++++ Selected extract

Actuals for FY2023 are important, but perhaps more important is any guidance we get for the top line for FY2024, which has been underway for about a month. Current expectations are for +7.4% comparable sales, so that’s the target, and if we get cautious guidance on weak consumer spending, the stock is likely to see more selling.
Gross margins were pretty awful in the Q2 report, coming in at 43.3% of revenue, off a staggering 330bps from the year-ago period. This was due to markdowns to liquidate inventory, unfavorable forex rates, higher input costs, and higher freight and logistics costs. The company put in some pricing actions to help combat this, but it clearly wasn’t enough.
Now, higher freight and logistics costs almost certainly haven’t gotten any better in the last three months, and input costs are likely to remain a headwind as well. The key here is commentary on markdowns to liquidate old inventory. If the worst is past in terms of inventory reduction, that’s a big headwind removed for the stock. Nike’s gross margins were a major weakness in FY2023, but as we can see, analysts are looking for a rebound.

++++++++
++++ Extracted information

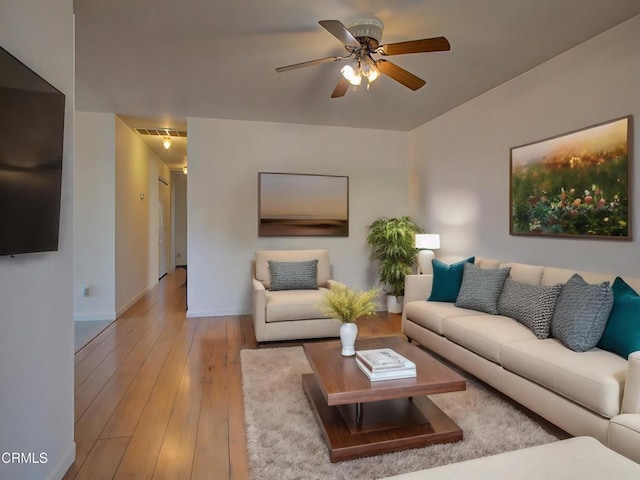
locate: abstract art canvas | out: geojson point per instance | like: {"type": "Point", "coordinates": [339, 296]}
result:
{"type": "Point", "coordinates": [303, 205]}
{"type": "Point", "coordinates": [573, 185]}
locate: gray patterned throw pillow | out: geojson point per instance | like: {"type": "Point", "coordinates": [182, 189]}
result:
{"type": "Point", "coordinates": [480, 289]}
{"type": "Point", "coordinates": [294, 275]}
{"type": "Point", "coordinates": [581, 313]}
{"type": "Point", "coordinates": [531, 305]}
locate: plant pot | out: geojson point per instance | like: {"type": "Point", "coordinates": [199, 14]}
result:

++++++++

> **Problem set**:
(1) Please copy the Nike earnings commentary word for word, between "Actuals for FY2023" and "see more selling.", inclusive.
(2) In the Nike earnings commentary, what gross margin as a share of revenue did the Q2 report show?
(3) List every cause the Nike earnings commentary gives for the drop in Q2 gross margins.
None of the items are needed.

> **Responses by item number**:
(1)
Actuals for FY2023 are important, but perhaps more important is any guidance we get for the top line for FY2024, which has been underway for about a month. Current expectations are for +7.4% comparable sales, so that’s the target, and if we get cautious guidance on weak consumer spending, the stock is likely to see more selling.

(2) 43.3% of revenue

(3)
markdowns to liquidate inventory
unfavorable forex rates
higher input costs
higher freight and logistics costs